• What the task requires: Copy, in full, each line of the material that holds the word "black".
━━━━━━━━━━━━━━━━
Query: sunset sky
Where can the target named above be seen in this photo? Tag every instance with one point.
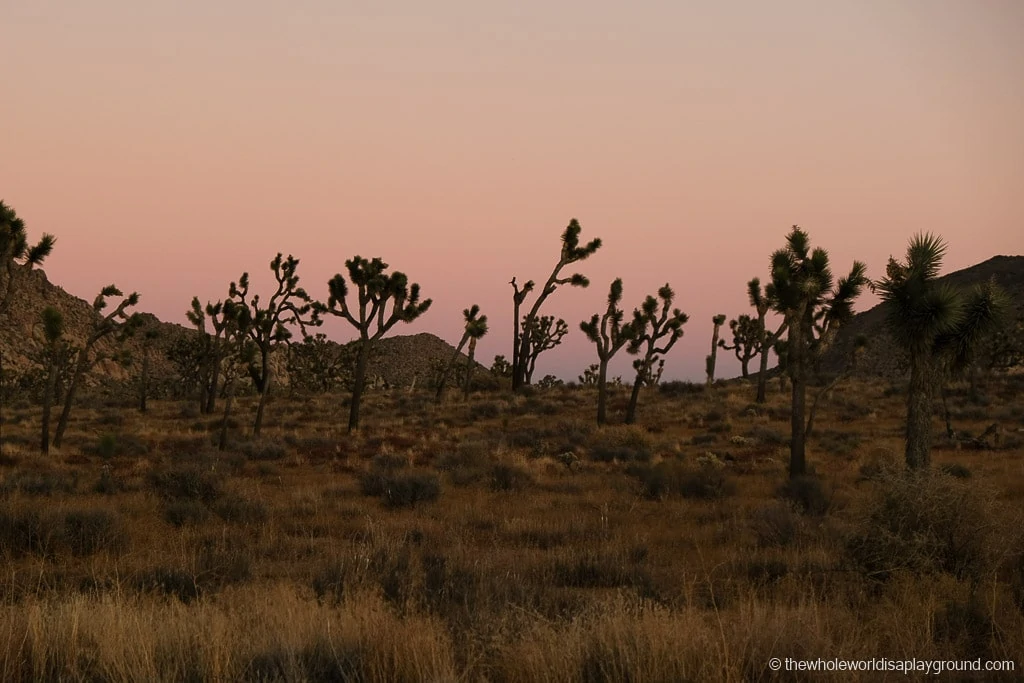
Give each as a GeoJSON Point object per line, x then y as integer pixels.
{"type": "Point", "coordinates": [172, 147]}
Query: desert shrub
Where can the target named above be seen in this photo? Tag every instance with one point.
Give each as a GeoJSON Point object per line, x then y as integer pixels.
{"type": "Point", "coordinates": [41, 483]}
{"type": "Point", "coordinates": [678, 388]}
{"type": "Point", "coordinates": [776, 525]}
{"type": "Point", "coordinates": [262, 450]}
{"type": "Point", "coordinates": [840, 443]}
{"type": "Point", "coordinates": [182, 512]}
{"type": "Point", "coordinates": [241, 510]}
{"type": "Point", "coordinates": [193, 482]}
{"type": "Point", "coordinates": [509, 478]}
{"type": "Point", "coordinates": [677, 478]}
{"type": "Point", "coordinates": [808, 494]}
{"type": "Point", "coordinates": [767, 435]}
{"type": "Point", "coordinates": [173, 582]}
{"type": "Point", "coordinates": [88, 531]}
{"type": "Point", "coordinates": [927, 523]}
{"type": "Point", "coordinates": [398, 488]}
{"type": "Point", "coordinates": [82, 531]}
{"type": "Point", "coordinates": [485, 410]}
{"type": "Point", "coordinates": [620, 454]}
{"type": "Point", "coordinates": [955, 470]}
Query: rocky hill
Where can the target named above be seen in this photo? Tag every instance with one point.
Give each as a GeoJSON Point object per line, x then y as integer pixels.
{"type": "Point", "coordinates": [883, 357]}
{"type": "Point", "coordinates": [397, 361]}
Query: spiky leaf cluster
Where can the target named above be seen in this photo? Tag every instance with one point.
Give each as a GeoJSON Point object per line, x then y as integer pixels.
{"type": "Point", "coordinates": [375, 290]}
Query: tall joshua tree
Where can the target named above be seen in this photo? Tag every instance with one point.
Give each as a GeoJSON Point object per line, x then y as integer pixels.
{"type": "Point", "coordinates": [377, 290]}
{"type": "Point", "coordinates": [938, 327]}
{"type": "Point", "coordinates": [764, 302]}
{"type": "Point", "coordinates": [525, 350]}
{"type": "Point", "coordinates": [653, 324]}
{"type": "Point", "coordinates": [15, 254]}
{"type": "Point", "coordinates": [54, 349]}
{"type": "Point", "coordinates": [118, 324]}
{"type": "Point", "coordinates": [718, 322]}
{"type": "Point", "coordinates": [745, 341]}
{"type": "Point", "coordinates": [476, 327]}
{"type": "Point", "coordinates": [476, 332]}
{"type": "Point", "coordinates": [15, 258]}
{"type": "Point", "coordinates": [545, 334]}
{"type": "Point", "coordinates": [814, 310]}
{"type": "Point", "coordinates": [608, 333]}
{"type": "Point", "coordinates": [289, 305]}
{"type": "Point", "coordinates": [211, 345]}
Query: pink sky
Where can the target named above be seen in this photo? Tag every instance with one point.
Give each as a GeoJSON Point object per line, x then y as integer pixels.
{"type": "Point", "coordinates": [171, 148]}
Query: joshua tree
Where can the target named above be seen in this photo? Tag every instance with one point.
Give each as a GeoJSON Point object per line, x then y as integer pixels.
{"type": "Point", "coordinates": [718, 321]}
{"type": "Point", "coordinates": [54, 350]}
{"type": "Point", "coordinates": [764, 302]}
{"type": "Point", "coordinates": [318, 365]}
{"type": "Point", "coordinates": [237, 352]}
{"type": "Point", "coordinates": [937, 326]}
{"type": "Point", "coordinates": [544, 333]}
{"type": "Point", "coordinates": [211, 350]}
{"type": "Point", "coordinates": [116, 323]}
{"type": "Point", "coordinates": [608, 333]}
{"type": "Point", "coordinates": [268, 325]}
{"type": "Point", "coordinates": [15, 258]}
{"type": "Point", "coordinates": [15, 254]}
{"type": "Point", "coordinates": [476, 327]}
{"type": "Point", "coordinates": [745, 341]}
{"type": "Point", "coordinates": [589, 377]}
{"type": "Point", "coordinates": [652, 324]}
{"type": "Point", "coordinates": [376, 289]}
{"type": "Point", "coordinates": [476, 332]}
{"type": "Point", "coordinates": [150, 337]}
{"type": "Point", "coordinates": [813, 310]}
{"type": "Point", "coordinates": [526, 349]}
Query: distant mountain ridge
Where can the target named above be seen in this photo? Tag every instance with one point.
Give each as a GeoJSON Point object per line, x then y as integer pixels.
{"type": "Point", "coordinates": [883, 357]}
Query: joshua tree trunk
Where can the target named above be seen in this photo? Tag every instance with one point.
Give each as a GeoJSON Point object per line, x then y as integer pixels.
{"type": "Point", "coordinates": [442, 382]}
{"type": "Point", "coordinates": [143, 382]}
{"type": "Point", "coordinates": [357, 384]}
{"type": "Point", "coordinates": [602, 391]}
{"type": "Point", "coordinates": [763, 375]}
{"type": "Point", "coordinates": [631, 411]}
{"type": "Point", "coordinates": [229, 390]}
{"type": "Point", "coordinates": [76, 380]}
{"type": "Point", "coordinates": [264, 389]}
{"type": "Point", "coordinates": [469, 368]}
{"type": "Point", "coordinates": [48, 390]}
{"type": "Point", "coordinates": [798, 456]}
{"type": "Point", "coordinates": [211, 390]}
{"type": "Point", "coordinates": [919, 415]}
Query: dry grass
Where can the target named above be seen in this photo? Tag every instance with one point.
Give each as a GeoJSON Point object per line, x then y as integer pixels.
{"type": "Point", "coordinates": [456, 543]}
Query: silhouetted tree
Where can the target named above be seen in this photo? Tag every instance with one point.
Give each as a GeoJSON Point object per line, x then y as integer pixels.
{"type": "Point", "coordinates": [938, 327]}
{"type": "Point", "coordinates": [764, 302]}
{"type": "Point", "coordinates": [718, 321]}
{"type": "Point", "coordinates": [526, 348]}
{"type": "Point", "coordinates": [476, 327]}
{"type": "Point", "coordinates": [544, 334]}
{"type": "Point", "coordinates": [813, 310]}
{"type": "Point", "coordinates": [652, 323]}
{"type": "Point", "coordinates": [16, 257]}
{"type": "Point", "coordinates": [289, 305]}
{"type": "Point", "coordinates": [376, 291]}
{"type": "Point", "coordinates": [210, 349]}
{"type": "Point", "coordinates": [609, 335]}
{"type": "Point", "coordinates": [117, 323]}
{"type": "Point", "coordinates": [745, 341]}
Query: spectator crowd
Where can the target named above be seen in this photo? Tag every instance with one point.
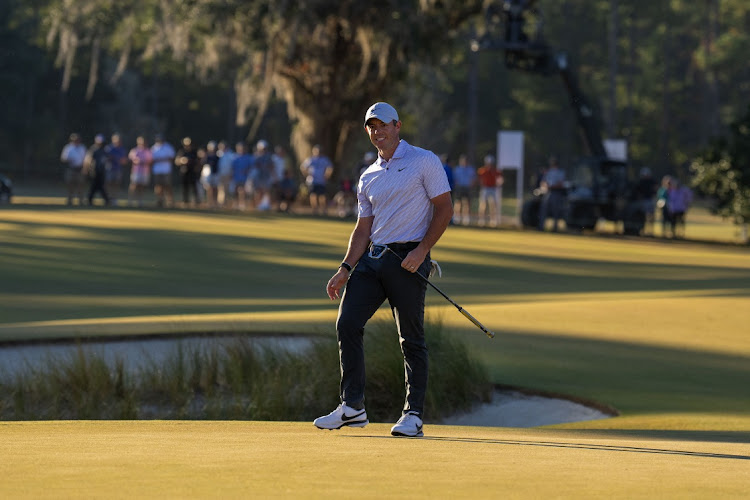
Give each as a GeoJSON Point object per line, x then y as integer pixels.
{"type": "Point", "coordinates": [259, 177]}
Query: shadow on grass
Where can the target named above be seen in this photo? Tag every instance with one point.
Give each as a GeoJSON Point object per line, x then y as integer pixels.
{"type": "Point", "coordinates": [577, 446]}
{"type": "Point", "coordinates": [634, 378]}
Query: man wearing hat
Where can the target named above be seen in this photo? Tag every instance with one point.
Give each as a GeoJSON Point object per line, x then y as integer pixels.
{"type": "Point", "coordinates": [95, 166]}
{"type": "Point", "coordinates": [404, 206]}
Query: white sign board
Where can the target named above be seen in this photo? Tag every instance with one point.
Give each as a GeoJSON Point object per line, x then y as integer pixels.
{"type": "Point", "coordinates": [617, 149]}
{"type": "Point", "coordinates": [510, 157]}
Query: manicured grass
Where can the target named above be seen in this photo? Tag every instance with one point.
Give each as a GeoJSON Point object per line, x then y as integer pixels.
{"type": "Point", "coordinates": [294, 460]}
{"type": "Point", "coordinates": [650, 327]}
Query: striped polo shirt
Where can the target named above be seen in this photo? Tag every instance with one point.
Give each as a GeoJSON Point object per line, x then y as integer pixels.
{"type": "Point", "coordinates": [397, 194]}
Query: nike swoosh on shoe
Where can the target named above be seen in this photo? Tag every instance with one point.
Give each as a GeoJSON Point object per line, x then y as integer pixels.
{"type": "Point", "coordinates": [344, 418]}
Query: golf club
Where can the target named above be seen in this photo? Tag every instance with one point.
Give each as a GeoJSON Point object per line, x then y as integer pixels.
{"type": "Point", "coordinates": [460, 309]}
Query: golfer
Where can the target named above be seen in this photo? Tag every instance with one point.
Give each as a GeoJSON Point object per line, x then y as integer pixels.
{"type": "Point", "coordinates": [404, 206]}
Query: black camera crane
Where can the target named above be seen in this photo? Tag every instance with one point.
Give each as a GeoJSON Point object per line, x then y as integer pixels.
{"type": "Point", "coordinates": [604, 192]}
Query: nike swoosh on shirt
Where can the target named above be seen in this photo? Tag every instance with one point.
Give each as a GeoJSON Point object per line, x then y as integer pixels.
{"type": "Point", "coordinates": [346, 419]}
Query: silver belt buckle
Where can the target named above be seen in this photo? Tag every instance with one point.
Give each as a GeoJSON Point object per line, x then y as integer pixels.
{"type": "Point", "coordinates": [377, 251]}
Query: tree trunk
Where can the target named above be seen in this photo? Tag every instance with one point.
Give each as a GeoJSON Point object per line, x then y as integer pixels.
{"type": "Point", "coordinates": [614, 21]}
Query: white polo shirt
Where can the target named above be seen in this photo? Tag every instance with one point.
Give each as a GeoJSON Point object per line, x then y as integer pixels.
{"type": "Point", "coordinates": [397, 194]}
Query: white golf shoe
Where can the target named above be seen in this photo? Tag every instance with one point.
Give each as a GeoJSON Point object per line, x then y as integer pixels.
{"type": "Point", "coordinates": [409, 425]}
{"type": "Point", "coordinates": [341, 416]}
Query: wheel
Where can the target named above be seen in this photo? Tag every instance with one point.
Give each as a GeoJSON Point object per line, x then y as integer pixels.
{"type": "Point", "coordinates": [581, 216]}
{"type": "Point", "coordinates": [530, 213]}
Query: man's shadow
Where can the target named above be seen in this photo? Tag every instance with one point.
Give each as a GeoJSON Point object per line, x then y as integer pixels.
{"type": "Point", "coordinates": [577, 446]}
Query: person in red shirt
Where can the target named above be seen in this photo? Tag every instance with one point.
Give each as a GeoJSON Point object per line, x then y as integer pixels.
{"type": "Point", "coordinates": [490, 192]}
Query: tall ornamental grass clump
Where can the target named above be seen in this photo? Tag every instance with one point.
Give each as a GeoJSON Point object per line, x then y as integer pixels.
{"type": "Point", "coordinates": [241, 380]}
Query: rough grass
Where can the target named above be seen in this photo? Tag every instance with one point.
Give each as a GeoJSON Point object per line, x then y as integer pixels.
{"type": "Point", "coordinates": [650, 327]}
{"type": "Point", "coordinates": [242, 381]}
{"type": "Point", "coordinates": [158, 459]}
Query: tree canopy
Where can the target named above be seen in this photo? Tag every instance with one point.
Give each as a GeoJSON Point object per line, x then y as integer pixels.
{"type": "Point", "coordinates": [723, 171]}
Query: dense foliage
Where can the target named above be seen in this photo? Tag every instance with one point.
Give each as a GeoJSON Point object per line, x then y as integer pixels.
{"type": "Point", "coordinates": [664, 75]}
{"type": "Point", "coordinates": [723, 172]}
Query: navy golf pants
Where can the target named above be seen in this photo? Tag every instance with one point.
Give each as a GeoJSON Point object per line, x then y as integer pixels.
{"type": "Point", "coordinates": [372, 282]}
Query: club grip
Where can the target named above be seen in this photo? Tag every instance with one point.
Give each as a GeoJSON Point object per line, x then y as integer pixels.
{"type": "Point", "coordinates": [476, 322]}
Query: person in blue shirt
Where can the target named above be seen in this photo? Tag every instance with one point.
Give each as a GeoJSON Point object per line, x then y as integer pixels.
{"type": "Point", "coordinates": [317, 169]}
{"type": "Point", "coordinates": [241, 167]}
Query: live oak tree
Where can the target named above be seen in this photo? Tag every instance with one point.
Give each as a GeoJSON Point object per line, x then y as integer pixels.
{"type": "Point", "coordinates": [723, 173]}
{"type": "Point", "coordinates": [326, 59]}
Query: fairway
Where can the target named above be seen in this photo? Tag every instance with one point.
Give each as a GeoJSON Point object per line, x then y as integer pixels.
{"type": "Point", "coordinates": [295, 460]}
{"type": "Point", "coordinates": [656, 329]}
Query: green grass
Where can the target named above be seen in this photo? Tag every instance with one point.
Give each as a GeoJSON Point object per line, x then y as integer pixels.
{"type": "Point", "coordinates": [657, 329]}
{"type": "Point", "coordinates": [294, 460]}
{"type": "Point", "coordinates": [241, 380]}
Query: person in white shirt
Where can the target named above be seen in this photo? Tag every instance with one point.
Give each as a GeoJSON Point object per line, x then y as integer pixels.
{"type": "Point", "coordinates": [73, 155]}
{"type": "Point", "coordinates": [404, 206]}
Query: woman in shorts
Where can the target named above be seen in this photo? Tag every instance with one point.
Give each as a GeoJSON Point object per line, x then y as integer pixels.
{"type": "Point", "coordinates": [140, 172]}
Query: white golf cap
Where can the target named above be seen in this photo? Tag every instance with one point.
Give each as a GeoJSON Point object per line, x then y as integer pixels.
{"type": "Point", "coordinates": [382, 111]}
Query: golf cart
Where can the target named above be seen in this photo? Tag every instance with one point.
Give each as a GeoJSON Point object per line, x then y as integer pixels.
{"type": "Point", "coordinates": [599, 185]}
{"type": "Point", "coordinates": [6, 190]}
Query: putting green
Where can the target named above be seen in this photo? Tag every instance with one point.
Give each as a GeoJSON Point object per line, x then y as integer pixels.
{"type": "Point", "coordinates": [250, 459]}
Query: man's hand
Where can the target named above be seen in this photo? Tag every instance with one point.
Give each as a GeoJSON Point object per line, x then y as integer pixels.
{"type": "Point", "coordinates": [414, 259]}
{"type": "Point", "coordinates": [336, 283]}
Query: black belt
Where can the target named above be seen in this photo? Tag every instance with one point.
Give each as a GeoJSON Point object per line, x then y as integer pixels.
━━━━━━━━━━━━━━━━
• Exercise result:
Query: black camera crane
Query: black belt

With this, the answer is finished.